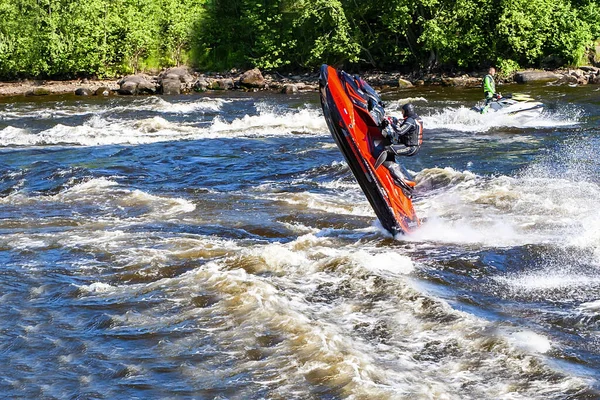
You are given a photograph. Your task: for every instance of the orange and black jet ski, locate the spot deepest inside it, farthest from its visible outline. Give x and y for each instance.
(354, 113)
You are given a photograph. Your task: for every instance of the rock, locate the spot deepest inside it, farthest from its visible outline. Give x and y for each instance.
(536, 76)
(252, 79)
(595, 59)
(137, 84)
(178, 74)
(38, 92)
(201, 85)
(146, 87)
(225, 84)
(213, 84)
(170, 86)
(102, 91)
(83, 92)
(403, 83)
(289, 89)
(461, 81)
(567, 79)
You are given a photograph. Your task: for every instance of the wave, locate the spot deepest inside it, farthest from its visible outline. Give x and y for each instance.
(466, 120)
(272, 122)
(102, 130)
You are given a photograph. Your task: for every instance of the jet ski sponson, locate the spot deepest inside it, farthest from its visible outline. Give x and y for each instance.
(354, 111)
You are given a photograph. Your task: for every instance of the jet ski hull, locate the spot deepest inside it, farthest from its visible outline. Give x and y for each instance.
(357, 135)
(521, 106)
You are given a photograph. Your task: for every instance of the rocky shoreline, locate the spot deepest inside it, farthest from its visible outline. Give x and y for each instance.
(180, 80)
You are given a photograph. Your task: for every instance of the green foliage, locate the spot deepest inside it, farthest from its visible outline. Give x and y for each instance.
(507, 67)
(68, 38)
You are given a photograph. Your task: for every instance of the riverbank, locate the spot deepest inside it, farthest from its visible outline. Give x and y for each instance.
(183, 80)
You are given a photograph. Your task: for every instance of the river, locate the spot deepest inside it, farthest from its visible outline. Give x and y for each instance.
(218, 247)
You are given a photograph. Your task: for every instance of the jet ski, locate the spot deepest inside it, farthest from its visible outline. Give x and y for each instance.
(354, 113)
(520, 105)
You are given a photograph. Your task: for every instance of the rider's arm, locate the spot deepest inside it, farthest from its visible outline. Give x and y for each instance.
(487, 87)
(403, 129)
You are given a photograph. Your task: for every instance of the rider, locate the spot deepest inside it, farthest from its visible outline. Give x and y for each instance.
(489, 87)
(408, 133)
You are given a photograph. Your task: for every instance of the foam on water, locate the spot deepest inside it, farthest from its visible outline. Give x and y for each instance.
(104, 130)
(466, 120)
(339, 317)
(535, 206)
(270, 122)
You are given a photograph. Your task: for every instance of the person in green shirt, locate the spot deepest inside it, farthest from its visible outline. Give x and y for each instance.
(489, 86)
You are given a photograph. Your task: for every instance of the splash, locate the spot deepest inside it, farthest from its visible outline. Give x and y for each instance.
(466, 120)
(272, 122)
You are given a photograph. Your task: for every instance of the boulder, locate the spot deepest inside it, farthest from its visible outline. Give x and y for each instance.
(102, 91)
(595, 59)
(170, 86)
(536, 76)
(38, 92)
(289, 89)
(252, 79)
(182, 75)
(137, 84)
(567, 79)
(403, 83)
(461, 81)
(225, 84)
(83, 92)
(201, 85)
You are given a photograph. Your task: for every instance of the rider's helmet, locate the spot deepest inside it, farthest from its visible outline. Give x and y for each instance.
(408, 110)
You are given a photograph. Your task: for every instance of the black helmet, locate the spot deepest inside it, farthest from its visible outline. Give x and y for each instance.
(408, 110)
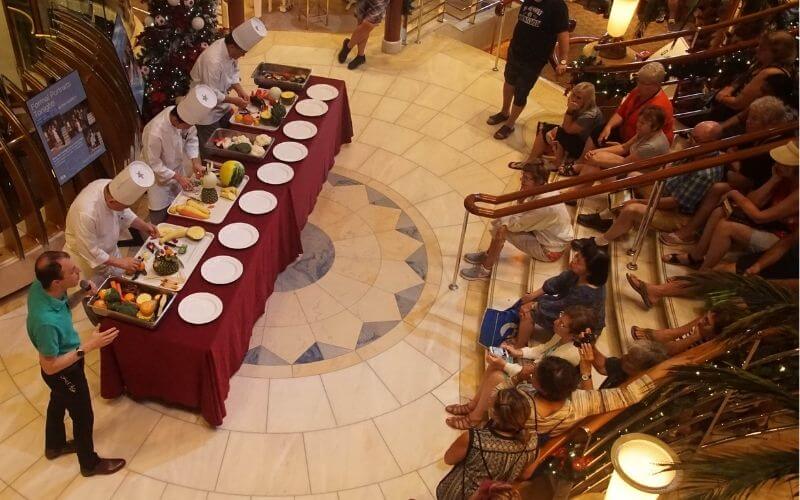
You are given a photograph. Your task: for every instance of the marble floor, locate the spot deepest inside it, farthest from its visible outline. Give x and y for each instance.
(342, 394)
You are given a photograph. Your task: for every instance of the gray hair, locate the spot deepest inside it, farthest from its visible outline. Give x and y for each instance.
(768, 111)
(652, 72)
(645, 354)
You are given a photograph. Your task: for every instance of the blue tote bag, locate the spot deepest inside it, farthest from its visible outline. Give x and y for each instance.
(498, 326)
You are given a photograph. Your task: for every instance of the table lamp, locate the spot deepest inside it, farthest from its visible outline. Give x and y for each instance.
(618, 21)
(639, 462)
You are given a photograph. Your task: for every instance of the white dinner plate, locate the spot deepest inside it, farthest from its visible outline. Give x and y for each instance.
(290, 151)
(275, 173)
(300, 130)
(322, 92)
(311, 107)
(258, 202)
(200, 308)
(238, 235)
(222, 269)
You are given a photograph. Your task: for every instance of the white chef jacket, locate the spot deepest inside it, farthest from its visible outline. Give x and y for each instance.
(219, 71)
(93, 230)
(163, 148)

▶ _What is expected_
Output a faithful copy of the data, with each picture left out.

▶ _Response to the exercise_
You are given a photograph. Your task: for every instance of the orange and black jet ski, locate the spot deepest inside it, farthest from its visible outline. Give x and y for each instance.
(354, 113)
You are given a photograph. Your task: for every instance of the rock, locate the spot deepest inside it, farthest from its visible outline. Give x and y for each instance.
(536, 76)
(252, 79)
(595, 59)
(137, 84)
(178, 74)
(38, 92)
(201, 85)
(146, 87)
(225, 84)
(213, 84)
(170, 86)
(102, 91)
(83, 92)
(403, 83)
(289, 89)
(461, 81)
(567, 79)
You are given a photograph. Your task: for every instance of the wave, locate the spot deepest inside it, farthest from its visible outline. Give x and y for each instance.
(466, 120)
(272, 122)
(102, 130)
You are given a photograph. Your task: for every instance of the jet ski sponson, locate the spot deepest inside it, farthest from its visible outline. Give x and y for each instance.
(354, 111)
You are given a photograph. Your task: for every instance of the jet ski hull, locate the spot deepest inside it, farthest from its visible outline. Give x and y for each instance.
(357, 135)
(521, 106)
You are given a photograph. Your task: for every instance of the rocky shoreline, locate the spot deepest inside it, farthest from its visible outline. Give x and y for each instance.
(180, 80)
You are given a photograph. Your task: for every instance of the green foliage, locate the spot deepest inside it, farthest from its visible outline. Give x and y for each instance.
(507, 67)
(68, 38)
You are given a photograph. Your task: for every instance of the riverbank, locate the spot deepest inside it, farthest from its visible outline. Give x and y for each instance.
(183, 80)
You are given a photograph. Your task: for every instance of the river, locate the spot deepest inside it, farthest from its visible outline. Give x and y for each instance.
(218, 247)
You are given a photograph. Your task: for every instance of the jet ski, locate the spot deepest inside it, farthest from its visible outline. Give x and y for each instance.
(354, 113)
(520, 105)
You are given a photograph. Your task: for every instance of the rider's arm, locate the spot deepest inside it, farthest from its visible outline. Give x and y for each instance.
(487, 87)
(403, 129)
You are given a photograph. Your task: for every instance of the rider, locate the spot deepest inside it, farthest from its visible outline. Give x and y for each instance.
(489, 87)
(408, 133)
You are given a photograph. Your task: for every instance of the foam on water, locate the spot deepest inside it, farthest from its visible outline. Give x and y for each instance.
(104, 130)
(466, 120)
(339, 317)
(535, 206)
(270, 122)
You are given a photograph. Your task: for every instance of the person in green shirt, locate the spot deepest inside it, farthest from its visible outline. Give x and y for each instance.
(489, 86)
You are given a photograph. Your task: for every instance of the splash, locate the spot deepest inside it, farthest from its visible outline. Give x and y for each instance.
(466, 120)
(272, 122)
You are given a photograph. Your task: for every instance of the boulder, locate the spot deepest inside it, farthest from its visible outline. Give x and y for each instance.
(102, 91)
(595, 59)
(170, 86)
(536, 76)
(38, 92)
(289, 89)
(252, 79)
(182, 75)
(137, 84)
(567, 79)
(403, 83)
(461, 81)
(225, 84)
(83, 92)
(201, 85)
You are given a photograph. Your task: for every instance of the rider's helmet, locate the spot deepest inside it, farthest from its visible outline. Give x and y for each instance.
(408, 110)
You are given a photograph. Your task: for every instance of the black helmet, locate the spot deepest inside it, farthest from its visible outline. Give x and y for each instance.
(408, 110)
You are given a photograph. Your task: for every instance of the marble floor, locate the spot deepest inside it, farthest from its visible outline. Give x and y for each instance.
(342, 394)
You are given a photograph. Your task: for every instance of the gray hair, locate the spot deepest inside it, farthest from its visible outline. Give x and y for each instance.
(768, 111)
(652, 72)
(645, 354)
You are given a photograph. Your task: for every instance of the blue tote bag, locate the spot deepest inside it, farthest from its visible outline. Give x and y for each instance.
(498, 326)
You are given a photograph. Your task: for every instance of the table lamp, locate the spot deepest inside it, farthest from its visible outline. Give x and y for each instance.
(618, 21)
(639, 462)
You are given a photograph. Your task: for every instance of the white dinner plate, locate the spot deepest inside it, farthest from its visible outline. Give x and y for each instance.
(290, 151)
(275, 173)
(300, 130)
(322, 92)
(311, 107)
(258, 202)
(200, 308)
(238, 235)
(222, 269)
You are given a photograph. Your task: for every instance of the white chef jacket, locate the spot deepest inside it, farthest from its visible outline. Give x and y for each instance.
(219, 71)
(93, 230)
(163, 148)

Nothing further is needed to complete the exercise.